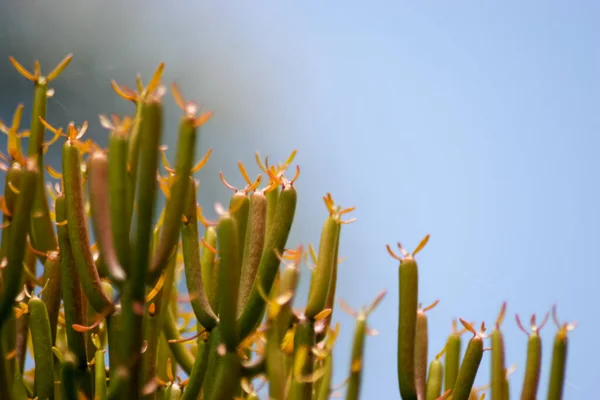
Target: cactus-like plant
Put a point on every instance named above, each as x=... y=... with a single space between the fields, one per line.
x=103 y=319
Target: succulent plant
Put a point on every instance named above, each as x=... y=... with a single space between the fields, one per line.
x=105 y=320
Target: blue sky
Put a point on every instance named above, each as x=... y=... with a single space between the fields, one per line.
x=471 y=121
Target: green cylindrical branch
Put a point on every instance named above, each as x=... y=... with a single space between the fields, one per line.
x=176 y=202
x=408 y=277
x=98 y=186
x=330 y=302
x=69 y=374
x=6 y=376
x=498 y=370
x=281 y=310
x=78 y=230
x=239 y=206
x=559 y=358
x=158 y=301
x=356 y=361
x=120 y=220
x=253 y=245
x=71 y=288
x=301 y=386
x=358 y=346
x=228 y=376
x=280 y=317
x=13 y=270
x=100 y=392
x=210 y=271
x=133 y=296
x=181 y=353
x=322 y=273
x=192 y=263
x=229 y=280
x=43 y=236
x=196 y=378
x=42 y=348
x=470 y=364
x=115 y=335
x=533 y=366
x=11 y=187
x=269 y=262
x=324 y=391
x=422 y=350
x=272 y=199
x=173 y=392
x=452 y=357
x=52 y=290
x=435 y=378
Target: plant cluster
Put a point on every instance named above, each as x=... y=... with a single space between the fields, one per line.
x=105 y=320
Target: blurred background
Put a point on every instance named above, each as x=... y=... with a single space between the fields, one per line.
x=474 y=122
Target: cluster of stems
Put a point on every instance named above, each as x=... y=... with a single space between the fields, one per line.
x=92 y=269
x=451 y=374
x=92 y=265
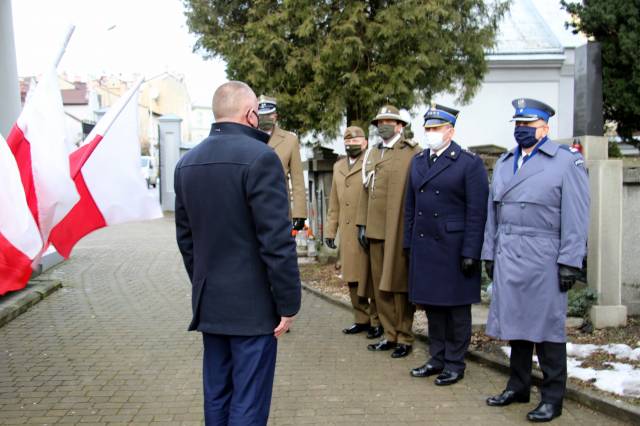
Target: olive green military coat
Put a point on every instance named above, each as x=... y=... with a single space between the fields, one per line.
x=381 y=208
x=346 y=191
x=287 y=147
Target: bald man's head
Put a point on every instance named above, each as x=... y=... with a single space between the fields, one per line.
x=235 y=101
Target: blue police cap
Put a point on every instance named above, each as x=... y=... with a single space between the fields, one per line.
x=438 y=115
x=531 y=110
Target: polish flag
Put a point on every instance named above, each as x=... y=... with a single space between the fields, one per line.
x=106 y=172
x=37 y=141
x=20 y=240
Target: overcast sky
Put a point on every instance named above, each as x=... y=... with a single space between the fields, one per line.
x=146 y=37
x=138 y=36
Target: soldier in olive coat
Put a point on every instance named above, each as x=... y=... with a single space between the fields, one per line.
x=380 y=223
x=346 y=189
x=287 y=147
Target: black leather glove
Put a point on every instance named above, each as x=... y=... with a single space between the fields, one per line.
x=567 y=276
x=488 y=268
x=298 y=223
x=331 y=243
x=362 y=239
x=469 y=266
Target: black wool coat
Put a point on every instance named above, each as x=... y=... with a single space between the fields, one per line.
x=234 y=233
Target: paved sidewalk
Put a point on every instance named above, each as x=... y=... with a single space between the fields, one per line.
x=111 y=348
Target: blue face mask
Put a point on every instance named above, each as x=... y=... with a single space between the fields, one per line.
x=525 y=136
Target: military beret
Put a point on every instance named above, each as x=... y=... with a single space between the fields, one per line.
x=389 y=112
x=353 y=132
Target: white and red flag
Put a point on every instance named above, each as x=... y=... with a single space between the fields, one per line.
x=106 y=172
x=37 y=141
x=20 y=240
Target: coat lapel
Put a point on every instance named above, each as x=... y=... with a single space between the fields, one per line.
x=531 y=168
x=445 y=160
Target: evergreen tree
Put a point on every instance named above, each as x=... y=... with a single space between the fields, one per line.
x=616 y=25
x=331 y=59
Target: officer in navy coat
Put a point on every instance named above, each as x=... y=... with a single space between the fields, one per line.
x=234 y=234
x=534 y=245
x=445 y=214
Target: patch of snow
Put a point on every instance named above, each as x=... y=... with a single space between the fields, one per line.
x=623 y=379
======
--- YOUR INSTRUCTIONS ---
Could you please write out exactly the lines from the start of the entries above through the line that holds "Target: blurred background", both included, with no pictures?

--- EXPECTED OUTPUT ---
Target: cactus-like plant
Put a point on every instance named above, each as x=... y=... with a single space between the fields, one per line.
x=103 y=319
Target: succulent plant
Put a point on every instance named above, each as x=... y=... with a single space between the fields, one per line.
x=105 y=320
Target: blue sky
Put a point on every instance named above, each as x=... y=... with a single space between the fields, one per line.
x=471 y=121
Target: green cylindrical branch
Put a point on every instance named above, each as x=... y=... with a single space between the fields, one per line.
x=176 y=202
x=408 y=277
x=98 y=186
x=330 y=302
x=69 y=374
x=6 y=376
x=498 y=370
x=281 y=310
x=78 y=230
x=239 y=206
x=559 y=358
x=158 y=301
x=356 y=361
x=120 y=220
x=253 y=245
x=71 y=288
x=301 y=386
x=358 y=346
x=228 y=376
x=280 y=317
x=13 y=270
x=100 y=392
x=210 y=271
x=133 y=296
x=181 y=353
x=322 y=273
x=192 y=263
x=229 y=280
x=43 y=236
x=196 y=378
x=42 y=348
x=470 y=364
x=115 y=335
x=533 y=366
x=11 y=187
x=269 y=262
x=324 y=391
x=422 y=350
x=272 y=199
x=173 y=392
x=452 y=357
x=52 y=290
x=435 y=378
Target: plant cluster
Put a point on every instance named above, each as x=... y=... with a single space between the fields, one per line.
x=105 y=320
Target: blurred background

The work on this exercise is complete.